[TASK] Render the stretch of material from the line containing "this sample: (393,290)." through the end as a Markdown table, one row per line with blank lines left out. Use the columns Row (the row number) and Line (the text of that line).

[EXTRACTED MATERIAL]
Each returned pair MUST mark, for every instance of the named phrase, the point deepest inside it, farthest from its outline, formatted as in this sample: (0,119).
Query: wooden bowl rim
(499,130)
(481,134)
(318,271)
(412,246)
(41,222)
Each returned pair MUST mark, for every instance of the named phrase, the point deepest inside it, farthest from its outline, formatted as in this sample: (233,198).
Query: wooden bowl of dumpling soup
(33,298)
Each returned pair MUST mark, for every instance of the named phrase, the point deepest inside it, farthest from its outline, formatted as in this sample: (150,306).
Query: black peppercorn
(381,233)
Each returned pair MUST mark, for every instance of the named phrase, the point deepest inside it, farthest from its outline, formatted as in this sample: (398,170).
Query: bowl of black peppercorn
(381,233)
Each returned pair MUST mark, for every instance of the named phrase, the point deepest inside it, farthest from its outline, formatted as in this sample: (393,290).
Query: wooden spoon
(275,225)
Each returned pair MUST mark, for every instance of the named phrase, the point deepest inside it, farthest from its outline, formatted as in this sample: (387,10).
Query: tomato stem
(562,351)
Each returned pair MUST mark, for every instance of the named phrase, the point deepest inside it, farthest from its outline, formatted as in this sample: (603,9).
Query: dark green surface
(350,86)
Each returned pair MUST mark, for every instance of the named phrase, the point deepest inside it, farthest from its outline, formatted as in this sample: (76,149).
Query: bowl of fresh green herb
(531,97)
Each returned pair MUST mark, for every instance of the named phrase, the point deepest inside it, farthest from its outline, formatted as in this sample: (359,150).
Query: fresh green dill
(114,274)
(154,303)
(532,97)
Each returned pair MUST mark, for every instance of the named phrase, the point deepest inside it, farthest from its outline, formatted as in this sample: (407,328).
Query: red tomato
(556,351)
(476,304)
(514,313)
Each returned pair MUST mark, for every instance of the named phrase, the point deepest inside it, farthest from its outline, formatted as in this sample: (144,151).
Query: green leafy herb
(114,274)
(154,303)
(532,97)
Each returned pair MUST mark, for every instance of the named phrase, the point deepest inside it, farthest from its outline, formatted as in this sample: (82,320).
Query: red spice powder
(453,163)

[WRITTEN REPLY]
| Row | Line |
|---|---|
| 1 | Each returned pair MUST mark, for every instance of the named phrase, the point deepest inside it, farthest from its outline, formatted as in this sample: (393,290). |
| 2 | Query: wooden spoon |
| 3 | (275,225) |
| 4 | Each returned pair MUST mark, for every instance of the named phrase, the point deepest inside it, farthest from its outline, formatted as in this sample: (387,10). |
| 5 | Query: tomato stem |
| 6 | (562,351) |
| 7 | Each returned pair MUST mark, for every instance of the named phrase, the point deepest inside it, farthest from its outline, formatted as in this sample: (603,9). |
| 8 | Query: dark green surface |
| 9 | (350,86) |
| 10 | Each returned pair MUST mark, for every instance of the named phrase, the point deepest inside it, farthest from its outline, formatted as in this sample: (76,149). |
| 11 | Query: bowl of fresh green herb |
| 12 | (531,97) |
| 13 | Each returned pair MUST mark, for every instance of the named phrase, the point deepest inside it, farthest from its outline, formatted as in this sample: (359,150). |
| 14 | Query: fresh green dill |
| 15 | (114,274) |
| 16 | (154,303) |
| 17 | (532,97) |
| 18 | Each returned pair MUST mark, for every instance of the named phrase, the point deepest inside it, farthest from its outline, formatted as in this sample: (407,328). |
| 19 | Query: red tomato |
| 20 | (556,351) |
| 21 | (476,304) |
| 22 | (514,313) |
| 23 | Each returned pair MUST mark, for every instance of the named phrase, the point deepest inside it, farthest from its outline, formatted as in this sample: (144,151). |
| 24 | Query: green leafy herb |
| 25 | (114,274) |
| 26 | (154,303) |
| 27 | (532,97) |
| 28 | Each returned pair MUST mark, for every instance of the named phrase, the point deepest inside it, farthest from its outline, formatted as in this sample: (82,320). |
| 29 | Query: red spice powder |
| 30 | (453,163) |